[Excerpts of location labeling rows]
========================================

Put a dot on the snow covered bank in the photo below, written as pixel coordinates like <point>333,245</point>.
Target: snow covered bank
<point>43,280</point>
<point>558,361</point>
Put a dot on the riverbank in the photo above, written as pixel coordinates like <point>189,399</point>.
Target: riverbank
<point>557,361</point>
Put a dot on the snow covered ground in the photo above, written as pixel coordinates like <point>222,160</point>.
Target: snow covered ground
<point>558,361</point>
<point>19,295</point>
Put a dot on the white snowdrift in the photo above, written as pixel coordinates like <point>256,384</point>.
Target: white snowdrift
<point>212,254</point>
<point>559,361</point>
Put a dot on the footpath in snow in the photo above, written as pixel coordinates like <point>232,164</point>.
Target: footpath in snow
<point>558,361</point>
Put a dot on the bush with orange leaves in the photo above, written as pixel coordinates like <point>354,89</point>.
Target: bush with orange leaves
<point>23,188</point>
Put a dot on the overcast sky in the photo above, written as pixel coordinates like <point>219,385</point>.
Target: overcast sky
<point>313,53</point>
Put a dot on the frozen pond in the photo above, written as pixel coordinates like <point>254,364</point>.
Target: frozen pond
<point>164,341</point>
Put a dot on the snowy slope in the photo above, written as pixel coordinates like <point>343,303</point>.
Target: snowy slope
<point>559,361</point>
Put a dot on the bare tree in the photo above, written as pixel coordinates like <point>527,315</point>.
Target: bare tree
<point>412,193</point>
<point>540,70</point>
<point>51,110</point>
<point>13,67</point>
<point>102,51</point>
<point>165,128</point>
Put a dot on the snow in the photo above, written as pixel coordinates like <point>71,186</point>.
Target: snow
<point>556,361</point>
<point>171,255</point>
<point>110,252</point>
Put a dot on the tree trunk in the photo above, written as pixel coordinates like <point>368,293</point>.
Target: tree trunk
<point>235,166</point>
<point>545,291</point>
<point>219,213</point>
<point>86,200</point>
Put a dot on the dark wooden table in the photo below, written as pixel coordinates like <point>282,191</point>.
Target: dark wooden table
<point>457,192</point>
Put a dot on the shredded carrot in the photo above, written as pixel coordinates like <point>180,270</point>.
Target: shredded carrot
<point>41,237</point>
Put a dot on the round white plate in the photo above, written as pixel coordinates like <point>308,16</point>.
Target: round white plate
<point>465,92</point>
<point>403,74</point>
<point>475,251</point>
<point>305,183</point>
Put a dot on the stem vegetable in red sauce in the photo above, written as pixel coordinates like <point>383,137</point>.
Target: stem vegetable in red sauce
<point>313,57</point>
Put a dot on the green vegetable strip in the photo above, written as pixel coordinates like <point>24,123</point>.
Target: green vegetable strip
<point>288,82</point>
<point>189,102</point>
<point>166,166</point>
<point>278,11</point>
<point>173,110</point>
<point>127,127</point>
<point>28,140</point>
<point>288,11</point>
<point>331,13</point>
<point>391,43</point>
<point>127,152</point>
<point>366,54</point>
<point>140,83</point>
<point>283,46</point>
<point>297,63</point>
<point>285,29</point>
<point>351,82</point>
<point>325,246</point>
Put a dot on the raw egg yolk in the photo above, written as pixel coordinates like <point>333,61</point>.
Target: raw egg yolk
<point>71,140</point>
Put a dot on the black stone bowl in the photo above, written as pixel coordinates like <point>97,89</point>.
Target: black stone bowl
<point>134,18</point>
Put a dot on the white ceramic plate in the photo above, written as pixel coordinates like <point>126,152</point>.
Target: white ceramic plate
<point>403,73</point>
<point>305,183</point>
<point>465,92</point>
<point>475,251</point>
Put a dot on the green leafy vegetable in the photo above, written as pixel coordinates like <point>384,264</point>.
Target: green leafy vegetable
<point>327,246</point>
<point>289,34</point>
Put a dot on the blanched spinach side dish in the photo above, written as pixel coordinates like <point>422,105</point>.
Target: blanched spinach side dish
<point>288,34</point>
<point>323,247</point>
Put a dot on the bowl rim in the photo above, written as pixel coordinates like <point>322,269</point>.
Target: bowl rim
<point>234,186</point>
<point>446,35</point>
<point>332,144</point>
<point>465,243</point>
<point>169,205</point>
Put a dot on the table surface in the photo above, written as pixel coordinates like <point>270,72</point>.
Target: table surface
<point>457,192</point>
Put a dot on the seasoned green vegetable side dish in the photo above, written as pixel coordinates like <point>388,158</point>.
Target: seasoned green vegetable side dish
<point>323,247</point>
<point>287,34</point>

========================================

Copy every one of the rows above word for word, leaving nothing out.

* **Task output**
Put a dot on the snow covered bank in the photo below, written as pixel coordinates like <point>333,245</point>.
Target: snow covered bank
<point>43,280</point>
<point>558,361</point>
Put a dot on the riverbank in the photo above, written as pixel coordinates like <point>189,399</point>.
Target: riverbank
<point>557,361</point>
Put a dot on the snow covered ground in the photo above, written as pixel coordinates like <point>222,160</point>.
Target: snow covered ground
<point>558,361</point>
<point>19,295</point>
Put a dot on the white snowdrift in the photo above, written as pixel coordinates like <point>256,384</point>.
Target: white snowdrift
<point>212,254</point>
<point>559,361</point>
Put a dot on the footpath in snow in the photo above, written as pixel coordinates like <point>232,164</point>.
Target: footpath in snow
<point>558,361</point>
Put a dot on the bush with orange leaves in the photo above, written as pixel coordinates like <point>354,89</point>.
Target: bush with orange leaves
<point>23,188</point>
Put a dot on the overcast sky in the photo above, written as pixel coordinates like <point>219,385</point>.
Target: overcast sky
<point>313,53</point>
Put a dot on the frozen pond in the photo above, written as pixel coordinates like <point>254,364</point>.
Target: frozen pond
<point>164,341</point>
Put a dot on the snowy slope in the photo above, written as pixel coordinates like <point>343,303</point>.
Target: snowy slope
<point>559,361</point>
Put a dot on the bare tree in the photo above, written as pixel coordinates like <point>527,315</point>.
Target: bare tree
<point>412,193</point>
<point>540,70</point>
<point>51,110</point>
<point>13,67</point>
<point>102,51</point>
<point>165,128</point>
Put a dot on the snow in the photo above, written as pixel coordinates like <point>71,186</point>.
Target: snow
<point>556,361</point>
<point>171,255</point>
<point>110,252</point>
Put a dot on the tree trunk in the photo above, written as pixel coordinates like <point>368,293</point>.
Target: tree trunk
<point>235,166</point>
<point>545,291</point>
<point>219,213</point>
<point>86,200</point>
Put a dot on the dark wooden table in the photo below, written as pixel coordinates like <point>282,191</point>.
Target: dark wooden table
<point>457,192</point>
Put a dot on the shredded carrot in the photo above, written as pixel coordinates like <point>180,270</point>.
Target: shredded carrot
<point>41,237</point>
Put a dot on the round white plate in the photo above, written as pixel coordinates like <point>308,16</point>.
Target: round white plate
<point>465,92</point>
<point>403,74</point>
<point>475,251</point>
<point>305,183</point>
Put a dot on the stem vegetable in red sauce in the photo above, written as pixel coordinates like <point>383,137</point>.
Target: stem vegetable in red sauce
<point>313,57</point>
Put a dot on the green vegetable strip in the photo above, written as pixel coordinates like <point>24,123</point>.
Target: green vegetable strip
<point>288,82</point>
<point>189,102</point>
<point>166,166</point>
<point>278,11</point>
<point>173,110</point>
<point>127,127</point>
<point>28,140</point>
<point>288,11</point>
<point>331,13</point>
<point>391,43</point>
<point>127,152</point>
<point>366,54</point>
<point>140,83</point>
<point>283,46</point>
<point>297,63</point>
<point>285,29</point>
<point>351,82</point>
<point>325,246</point>
Put a dot on the raw egg yolk in the photo above, written as pixel coordinates like <point>333,61</point>.
Target: raw egg yolk
<point>71,140</point>
Put a dot on the black stone bowl in the photo above, written as pixel coordinates like <point>97,89</point>.
Target: black stone bowl
<point>134,18</point>
Put a dot on the white ceramic plate in the photo above, written as pixel coordinates like <point>126,152</point>.
Target: white ceramic plate
<point>403,73</point>
<point>305,183</point>
<point>465,92</point>
<point>475,251</point>
Put a dot on the green leafy vegetable in the photo above, written as pixel coordinates like <point>384,264</point>.
Target: green leafy vegetable
<point>327,246</point>
<point>289,34</point>
Put a dot on the blanched spinach side dish in the photo above, written as pixel coordinates like <point>422,105</point>.
Target: blanched spinach side dish
<point>288,34</point>
<point>323,247</point>
Put a dot on the bowl rim in the photo above, written as pixel coordinates like <point>322,269</point>.
Target: bowl rim
<point>234,186</point>
<point>446,35</point>
<point>332,144</point>
<point>465,243</point>
<point>169,205</point>
Put a dot on the table surface in the photo above, written as pixel coordinates like <point>270,72</point>.
Target: table surface
<point>457,192</point>
Put a dot on the seasoned green vegetable side dish in the photo above, written as pixel coordinates like <point>388,158</point>.
Target: seasoned green vegetable side dish
<point>323,247</point>
<point>287,34</point>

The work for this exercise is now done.